Kellogg became the owner of Kashi foods in the year 2000. They began using GMO soy in their products which produced a customer backlash. David Desouza, a company general manger at the time, defended this change by saying, "The FDA has chosen not to regulate the term natural." Please remember this statement as well.
"Naked Juice" states on their website that they are "making the whole planet feel better- one bottle at a time." They further state that, "We only use what Mother Nature gave us."
Pepsi Cola bought Naked Juice. They chose to accept a settlement in a class action lawsuit regarding the use of the words, "All Natural" on their product labels. Some of their products were suspected of actually using genetically modified food items in their "all natural" products.
Pepsi settled that lawsuit but it appears their attorneys have done a good job covering their tracks with non-disclosure items required of any persons who receive settlement funds. Silence is golden. Here is a link with more detail into the efforts to keep this settlement out of the limelight.
This collection of corporations under the GMA umbrella is a deep-pocketed alliance with a focused objective. They are pouring millions of dollars into vigorous campaigns to defeat any state or federal initiative that would require accurate labeling of ingredients. In particular they do not want to disclose the use of genetically modified organisms in any product.
They are pressuring the federal government, especially the FDA to consider genetically modified organisms as natural. This would solve all their problems. It wouldn't solve the major health issues facing our planet, but it would solve the nasty corporate dilemma of being forced into honest accounting. Rather than becoming truly transparent, they could just change the definition of transparency. Very clever.
In the first half of this year, GMA members have spent well over $25 million in attempts to defeat any food labeling laws. This is already three times more than they spent all of last year.
This is following the exposure of one of their members in a money laundering action intended to disguise where the cash to fight these grass roots transparency laws was actually coming from.
Lets go back to Seth Goldman, one of the founders of "Honest Tea." In 2013 he stated,"after internal discussions, Coca-Cola will not be directly lobbying against a similar effort in the state of Washington , although it is a funder of trade associations arguing against the labeling." This was in regard to Grocery Manufacturers Association efforts to defeat food labeling laws in Washington state.

§ Tasks for this exercise
1. Answer these from the text on food labeling:
(a) Which company became the owner of Kashi foods in 2000?
(b) How much did GMA members spend in the first half of this year to defeat food labeling laws?
(c) Which company was Seth Goldman one of the founders of?
2. Carry on the text about food labeling and the Grocery Manufacturers Association from its last sentence.

§ Collected data
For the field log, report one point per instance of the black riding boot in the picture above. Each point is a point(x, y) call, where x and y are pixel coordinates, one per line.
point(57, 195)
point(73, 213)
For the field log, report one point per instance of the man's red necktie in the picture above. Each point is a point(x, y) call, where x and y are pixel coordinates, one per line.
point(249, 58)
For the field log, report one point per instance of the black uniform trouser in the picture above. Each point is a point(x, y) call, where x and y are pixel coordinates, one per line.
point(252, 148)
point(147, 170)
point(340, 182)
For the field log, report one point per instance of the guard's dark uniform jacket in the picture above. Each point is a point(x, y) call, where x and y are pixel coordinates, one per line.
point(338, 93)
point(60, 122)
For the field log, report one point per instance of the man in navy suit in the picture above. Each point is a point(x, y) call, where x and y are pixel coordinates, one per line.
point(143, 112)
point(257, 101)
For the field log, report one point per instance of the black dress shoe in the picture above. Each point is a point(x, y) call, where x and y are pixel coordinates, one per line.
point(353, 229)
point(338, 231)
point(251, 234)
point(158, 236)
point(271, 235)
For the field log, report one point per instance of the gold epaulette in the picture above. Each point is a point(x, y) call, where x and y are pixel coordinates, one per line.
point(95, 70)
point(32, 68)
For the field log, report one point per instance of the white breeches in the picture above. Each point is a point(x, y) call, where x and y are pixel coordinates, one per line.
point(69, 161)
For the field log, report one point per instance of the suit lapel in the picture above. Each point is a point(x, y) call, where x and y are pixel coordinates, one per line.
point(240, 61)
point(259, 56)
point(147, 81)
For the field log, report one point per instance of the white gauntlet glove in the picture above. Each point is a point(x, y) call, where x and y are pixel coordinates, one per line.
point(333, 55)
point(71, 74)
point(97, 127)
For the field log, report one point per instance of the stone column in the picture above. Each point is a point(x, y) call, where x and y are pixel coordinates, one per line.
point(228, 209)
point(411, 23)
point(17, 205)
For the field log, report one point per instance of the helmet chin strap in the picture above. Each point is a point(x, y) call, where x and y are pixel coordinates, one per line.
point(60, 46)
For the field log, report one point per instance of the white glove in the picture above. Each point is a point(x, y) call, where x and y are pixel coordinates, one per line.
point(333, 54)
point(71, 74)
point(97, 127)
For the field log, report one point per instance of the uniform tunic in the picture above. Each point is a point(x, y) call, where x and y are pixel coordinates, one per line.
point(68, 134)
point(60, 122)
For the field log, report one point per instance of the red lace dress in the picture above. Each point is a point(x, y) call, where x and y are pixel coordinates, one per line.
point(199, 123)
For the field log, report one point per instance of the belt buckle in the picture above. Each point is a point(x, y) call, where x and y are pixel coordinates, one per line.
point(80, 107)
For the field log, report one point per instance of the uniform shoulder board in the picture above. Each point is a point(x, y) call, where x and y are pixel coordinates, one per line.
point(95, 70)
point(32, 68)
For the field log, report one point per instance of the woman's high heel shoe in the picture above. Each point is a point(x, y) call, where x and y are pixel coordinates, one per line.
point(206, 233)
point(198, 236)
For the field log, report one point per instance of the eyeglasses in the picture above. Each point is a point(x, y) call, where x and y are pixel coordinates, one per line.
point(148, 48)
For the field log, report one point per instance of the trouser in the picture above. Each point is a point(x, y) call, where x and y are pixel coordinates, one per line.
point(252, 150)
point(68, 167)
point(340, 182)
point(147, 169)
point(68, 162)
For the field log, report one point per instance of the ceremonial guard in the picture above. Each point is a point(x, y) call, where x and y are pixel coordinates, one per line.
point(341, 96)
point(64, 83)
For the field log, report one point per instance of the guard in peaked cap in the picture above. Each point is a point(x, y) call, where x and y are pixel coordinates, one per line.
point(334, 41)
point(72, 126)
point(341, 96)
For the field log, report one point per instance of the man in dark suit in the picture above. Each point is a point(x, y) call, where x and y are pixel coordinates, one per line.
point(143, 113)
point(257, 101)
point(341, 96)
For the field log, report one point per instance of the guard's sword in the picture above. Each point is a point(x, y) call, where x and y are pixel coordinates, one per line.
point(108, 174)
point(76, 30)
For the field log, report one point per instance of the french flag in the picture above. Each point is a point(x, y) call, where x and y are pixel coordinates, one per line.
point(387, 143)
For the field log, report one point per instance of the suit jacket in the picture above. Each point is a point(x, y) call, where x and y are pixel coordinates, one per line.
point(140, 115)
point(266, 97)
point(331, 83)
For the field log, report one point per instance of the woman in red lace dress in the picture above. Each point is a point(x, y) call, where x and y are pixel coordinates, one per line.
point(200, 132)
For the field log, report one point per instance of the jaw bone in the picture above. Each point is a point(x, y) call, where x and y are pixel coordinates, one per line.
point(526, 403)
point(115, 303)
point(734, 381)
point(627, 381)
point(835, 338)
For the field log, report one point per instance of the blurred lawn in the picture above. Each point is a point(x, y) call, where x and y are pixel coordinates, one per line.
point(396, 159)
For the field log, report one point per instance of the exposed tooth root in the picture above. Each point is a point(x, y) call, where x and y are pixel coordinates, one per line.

§ Answers to the exercise
1.
(a) Kellogg
(b) Well over $25 million
(c) Honest Tea

2.
Not long after, the GMA was forced to reveal who was part of this corporate money full court press. Who do you suppose was high on the cash providing list? You know that answer. Coca Cola was number five on the lineup with a contribution of over $1 million.
Now I wonder, isn't it an SEC violation for a corporate executive to make misleading financial statements that could benefit a publicly traded company? That makes me say "Hmmm."
The original values and direction of many natural food suppliers was one of honesty and a desire to provide products that would benefit consumers. This business plan would provide a platform for natural food health. And it would reward the founders with a good income. This is after all the basis for a winning partnership. Find out what the consumer wants and needs and then provide it.
Here is an interesting chart in the link titled "The Boycott List.". You an click on any member of the Grocery Manufacturers Association wheel to see some startling information. Please return to this page for some direct data about the health challenges brought on by high fructose corn syrup, genetically modified seeds and by the Monsanto conspiracy. Those topics can be found in the Page Directory under the nutrition portion of cardiovascular system section of that page.
We have the power to turn around this corporate deception. Our wallets are their means of survival. Our buying choices will be the catalyst for change. We can make the description of natural food accurate.